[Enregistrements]
::::::
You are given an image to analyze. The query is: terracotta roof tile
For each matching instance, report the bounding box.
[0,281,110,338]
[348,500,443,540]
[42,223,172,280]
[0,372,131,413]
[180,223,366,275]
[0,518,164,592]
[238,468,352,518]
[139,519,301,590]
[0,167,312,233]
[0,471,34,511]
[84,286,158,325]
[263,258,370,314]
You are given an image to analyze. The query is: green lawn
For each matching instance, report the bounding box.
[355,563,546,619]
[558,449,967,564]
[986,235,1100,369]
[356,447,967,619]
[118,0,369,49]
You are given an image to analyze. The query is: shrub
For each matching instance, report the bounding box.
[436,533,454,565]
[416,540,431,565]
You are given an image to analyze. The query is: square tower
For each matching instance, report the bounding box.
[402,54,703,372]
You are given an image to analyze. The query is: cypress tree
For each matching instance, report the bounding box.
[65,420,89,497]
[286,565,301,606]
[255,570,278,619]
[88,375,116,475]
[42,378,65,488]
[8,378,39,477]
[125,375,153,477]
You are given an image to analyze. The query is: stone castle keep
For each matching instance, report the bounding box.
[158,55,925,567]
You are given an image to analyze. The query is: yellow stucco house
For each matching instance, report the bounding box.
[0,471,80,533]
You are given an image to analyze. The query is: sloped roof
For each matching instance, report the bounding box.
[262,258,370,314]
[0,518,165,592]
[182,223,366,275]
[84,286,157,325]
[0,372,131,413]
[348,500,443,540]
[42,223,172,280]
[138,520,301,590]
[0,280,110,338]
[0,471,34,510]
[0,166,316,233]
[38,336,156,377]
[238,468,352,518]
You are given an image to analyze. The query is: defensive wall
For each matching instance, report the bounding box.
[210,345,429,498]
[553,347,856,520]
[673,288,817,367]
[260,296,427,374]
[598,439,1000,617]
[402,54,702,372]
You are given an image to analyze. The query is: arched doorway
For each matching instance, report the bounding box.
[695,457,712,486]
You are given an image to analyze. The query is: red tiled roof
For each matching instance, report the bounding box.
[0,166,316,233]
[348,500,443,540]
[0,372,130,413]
::::::
> EXERCICE
Mettez en forme le matériau, du début jusqu'à la ligne contenant "[0,471,80,533]" incluse, en un CSV à deux colonnes nommées entree et sortie. Chaque énoncé occupe une ligne : son texte va dans entree et sa réponse dans sortie, chacun dans un champ entre guillemets où les sauts de ligne sont remplacés par des espaces.

> CORRIGÉ
entree,sortie
"You are given an image to analyze. The query is: terracotta roof tile For each matching instance, report the bounding box.","[0,281,110,338] [348,500,443,540] [42,223,172,280] [0,372,131,413] [180,223,366,275] [0,518,164,592] [238,468,352,518] [139,519,301,590] [0,167,312,233] [0,471,34,511] [84,286,158,325] [263,258,370,314]"
"You are given an image to analyze. The query is: green lawn For each matching instance, report the bounding box.","[355,563,546,619] [558,449,967,564] [986,235,1100,369] [356,447,967,619] [118,0,369,49]"
"You are given an image to analyze. The query is: shrub For each matching instance, report the bounding box.","[436,533,454,565] [416,540,431,565]"
"You are given an image to analyze. The query is: square tower For each matching instance, report the bounding box.","[402,54,703,372]"
"You are given an image to analyze. The query is: cypress tree For each matching instance, report the bounding box.","[65,420,89,497] [286,565,301,606] [255,570,278,619] [88,375,116,475] [42,378,65,488] [8,378,39,477] [125,375,153,477]"
"You are given an image to analyze. The query is: stone castle keep For each matching instance, report the bounding box.","[158,55,925,567]"
"You are given an image to analyze. The query is: yellow stucco house For each matching instance, report the bounding box.","[0,471,80,533]"